*What to work on:*
**1.** In the passage on Merijane Block's book launch, what does the MERI Center's name stand for?
**2.** Edit the passage on Merijane Block's book launch: starting at the words "Merijane Block is" and ending after "for 26 years.", write it out again with "notebooks" replaced by "journals".

*Document section:*
────────────────────────────────────────

Among all the intense news of the world and the anxiety of our upcoming elections,  October brought with it the light and soft air of Autumn, two Full Moons, (including the Blue Moon which happened on the morning of Halloween) and the book launch of the writings of Merijane Block, in a new book entitled  “Everything Takes Longer Than You Think It Should or Thought it Would, Except for Life.”

 Merijane Block is the namesake of the MERI Center—Making Education Relevant and Integrated. On Thursday, Oct 29, the MERI Center hosted a Zoom book launch featuring  readings of Merijane’s eloquent and often difficult writings, by many of her close friends. Christopher DeLorenzo and Elizabeth Levitt, along with others, compassionately read through all of Merijane’s notebooks after her death in 2017 and put together an exquisite edition of her writings.  The book includes stories of her youth and freedom as a creative, artistic and curious woman of the 1960’s and 70’s, growing up on the East Coast  through her early life in San Francisco, walking everywhere on her strong “Legs” ( title of a piece in her book), exploring love and life in what came to be “her city,”  and continues through her introduction to her unexpected journey with metastatic breast cancer for 26 years.

────────────────────────────────────────

*Record set:*
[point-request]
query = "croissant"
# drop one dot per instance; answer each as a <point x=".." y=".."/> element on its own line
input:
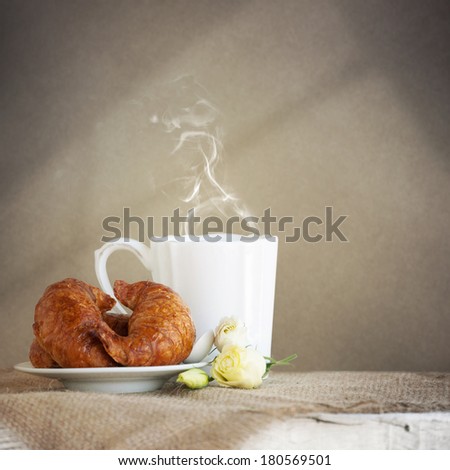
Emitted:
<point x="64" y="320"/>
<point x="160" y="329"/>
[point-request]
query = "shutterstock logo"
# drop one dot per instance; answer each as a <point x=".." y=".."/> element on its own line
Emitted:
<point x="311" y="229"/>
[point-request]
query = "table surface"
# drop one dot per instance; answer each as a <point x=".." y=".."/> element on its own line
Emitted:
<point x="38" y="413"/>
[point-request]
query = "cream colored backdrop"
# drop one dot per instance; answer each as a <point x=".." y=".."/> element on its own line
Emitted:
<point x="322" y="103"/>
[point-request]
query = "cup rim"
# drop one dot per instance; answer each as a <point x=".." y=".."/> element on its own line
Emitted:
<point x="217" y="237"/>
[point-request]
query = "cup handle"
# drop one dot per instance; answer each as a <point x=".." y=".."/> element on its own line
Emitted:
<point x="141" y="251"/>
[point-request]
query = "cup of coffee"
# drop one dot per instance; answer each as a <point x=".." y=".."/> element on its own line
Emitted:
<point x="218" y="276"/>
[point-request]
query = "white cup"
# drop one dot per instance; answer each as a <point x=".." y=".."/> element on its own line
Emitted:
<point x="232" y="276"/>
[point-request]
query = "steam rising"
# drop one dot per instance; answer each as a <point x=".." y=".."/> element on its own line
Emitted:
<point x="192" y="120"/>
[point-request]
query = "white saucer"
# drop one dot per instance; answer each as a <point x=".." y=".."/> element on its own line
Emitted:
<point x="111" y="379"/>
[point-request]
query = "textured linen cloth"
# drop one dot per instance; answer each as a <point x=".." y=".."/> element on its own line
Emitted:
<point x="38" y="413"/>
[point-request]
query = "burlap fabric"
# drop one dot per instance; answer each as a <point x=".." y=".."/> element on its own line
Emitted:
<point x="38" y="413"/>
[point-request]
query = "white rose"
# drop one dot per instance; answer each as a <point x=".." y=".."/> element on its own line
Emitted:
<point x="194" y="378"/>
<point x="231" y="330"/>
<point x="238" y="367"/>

────────────────────────────────────────

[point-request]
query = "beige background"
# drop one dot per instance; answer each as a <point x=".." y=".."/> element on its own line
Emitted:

────────────────────────────────────────

*Response list:*
**1.** Making Education Relevant and Integrated

**2.**
Merijane Block is the namesake of the MERI Center—Making Education Relevant and Integrated. On Thursday, Oct 29, the MERI Center hosted a Zoom book launch featuring  readings of Merijane’s eloquent and often difficult writings, by many of her close friends. Christopher DeLorenzo and Elizabeth Levitt, along with others, compassionately read through all of Merijane’s journals after her death in 2017 and put together an exquisite edition of her writings.  The book includes stories of her youth and freedom as a creative, artistic and curious woman of the 1960’s and 70’s, growing up on the East Coast  through her early life in San Francisco, walking everywhere on her strong “Legs” ( title of a piece in her book), exploring love and life in what came to be “her city,”  and continues through her introduction to her unexpected journey with metastatic breast cancer for 26 years.